_Available data_
● ● ● ● ●

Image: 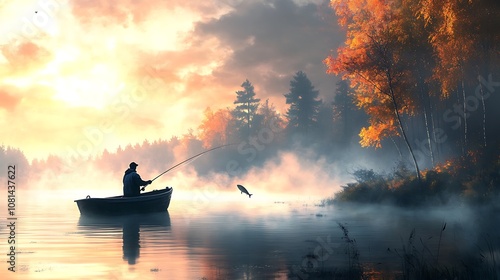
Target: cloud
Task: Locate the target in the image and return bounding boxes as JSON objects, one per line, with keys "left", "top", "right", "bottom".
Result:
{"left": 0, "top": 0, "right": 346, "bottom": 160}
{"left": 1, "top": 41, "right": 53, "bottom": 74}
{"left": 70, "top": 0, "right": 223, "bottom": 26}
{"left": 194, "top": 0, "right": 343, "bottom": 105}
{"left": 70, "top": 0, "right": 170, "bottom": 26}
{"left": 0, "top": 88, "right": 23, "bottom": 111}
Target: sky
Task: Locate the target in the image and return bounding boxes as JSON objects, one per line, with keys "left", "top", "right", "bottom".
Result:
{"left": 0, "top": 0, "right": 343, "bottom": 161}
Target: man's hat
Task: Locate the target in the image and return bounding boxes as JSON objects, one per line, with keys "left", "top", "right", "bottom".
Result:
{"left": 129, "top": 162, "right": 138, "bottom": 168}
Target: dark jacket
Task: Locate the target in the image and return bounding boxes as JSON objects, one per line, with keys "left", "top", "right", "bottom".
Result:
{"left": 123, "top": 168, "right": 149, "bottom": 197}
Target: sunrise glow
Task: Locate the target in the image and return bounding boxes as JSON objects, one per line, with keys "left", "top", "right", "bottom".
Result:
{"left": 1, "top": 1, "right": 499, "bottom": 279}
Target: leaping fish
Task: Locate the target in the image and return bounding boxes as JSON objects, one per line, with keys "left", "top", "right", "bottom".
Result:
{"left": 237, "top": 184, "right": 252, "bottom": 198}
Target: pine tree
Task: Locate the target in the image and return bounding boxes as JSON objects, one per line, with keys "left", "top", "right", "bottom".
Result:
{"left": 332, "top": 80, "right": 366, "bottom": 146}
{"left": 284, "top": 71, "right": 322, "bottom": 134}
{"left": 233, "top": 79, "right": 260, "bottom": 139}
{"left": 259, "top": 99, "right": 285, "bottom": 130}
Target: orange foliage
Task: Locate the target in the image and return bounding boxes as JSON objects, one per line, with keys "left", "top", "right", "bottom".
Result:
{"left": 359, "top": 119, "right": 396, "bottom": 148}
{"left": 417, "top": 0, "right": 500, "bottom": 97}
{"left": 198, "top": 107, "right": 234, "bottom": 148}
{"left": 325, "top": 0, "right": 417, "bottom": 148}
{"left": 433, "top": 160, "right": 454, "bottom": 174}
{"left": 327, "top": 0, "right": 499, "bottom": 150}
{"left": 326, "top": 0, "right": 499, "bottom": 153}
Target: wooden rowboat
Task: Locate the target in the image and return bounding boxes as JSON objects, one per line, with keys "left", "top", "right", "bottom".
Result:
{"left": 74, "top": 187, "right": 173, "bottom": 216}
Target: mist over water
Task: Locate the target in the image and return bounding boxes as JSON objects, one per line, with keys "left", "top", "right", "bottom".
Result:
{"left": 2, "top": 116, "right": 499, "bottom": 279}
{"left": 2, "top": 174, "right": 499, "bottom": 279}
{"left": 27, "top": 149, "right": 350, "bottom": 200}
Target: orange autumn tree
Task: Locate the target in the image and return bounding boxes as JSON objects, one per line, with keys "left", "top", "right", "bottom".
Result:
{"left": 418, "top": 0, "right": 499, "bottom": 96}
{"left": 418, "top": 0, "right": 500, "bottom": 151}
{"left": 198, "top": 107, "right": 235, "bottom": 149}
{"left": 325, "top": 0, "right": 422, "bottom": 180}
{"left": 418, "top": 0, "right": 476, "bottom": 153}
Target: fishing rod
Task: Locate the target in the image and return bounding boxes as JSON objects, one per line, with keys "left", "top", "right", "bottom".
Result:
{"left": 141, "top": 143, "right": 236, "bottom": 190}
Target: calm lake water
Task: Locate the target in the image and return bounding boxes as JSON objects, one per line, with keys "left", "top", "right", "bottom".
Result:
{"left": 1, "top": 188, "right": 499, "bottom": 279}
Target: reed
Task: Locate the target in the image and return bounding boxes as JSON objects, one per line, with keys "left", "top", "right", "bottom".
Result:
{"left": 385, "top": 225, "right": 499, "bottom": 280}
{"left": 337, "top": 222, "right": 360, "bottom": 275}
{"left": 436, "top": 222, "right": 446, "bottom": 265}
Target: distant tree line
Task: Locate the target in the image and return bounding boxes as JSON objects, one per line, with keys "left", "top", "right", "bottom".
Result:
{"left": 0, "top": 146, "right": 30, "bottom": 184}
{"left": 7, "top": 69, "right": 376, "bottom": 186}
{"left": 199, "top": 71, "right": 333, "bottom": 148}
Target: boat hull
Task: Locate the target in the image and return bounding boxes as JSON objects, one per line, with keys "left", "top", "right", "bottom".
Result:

● ● ● ● ●

_Work item_
Output only the lines running from the top of the data above to the line with "Target: sky", inclusive, word for word and without pictures.

_Solution_
Image: 
Target: cloud
Task: Locate the target in the image and return bounding boxes as JSON objects, one per line, with keys "left", "top", "right", "bottom".
Result:
{"left": 0, "top": 0, "right": 346, "bottom": 160}
{"left": 1, "top": 41, "right": 53, "bottom": 74}
{"left": 70, "top": 0, "right": 223, "bottom": 26}
{"left": 194, "top": 0, "right": 343, "bottom": 105}
{"left": 70, "top": 0, "right": 170, "bottom": 26}
{"left": 0, "top": 88, "right": 23, "bottom": 111}
Target: sky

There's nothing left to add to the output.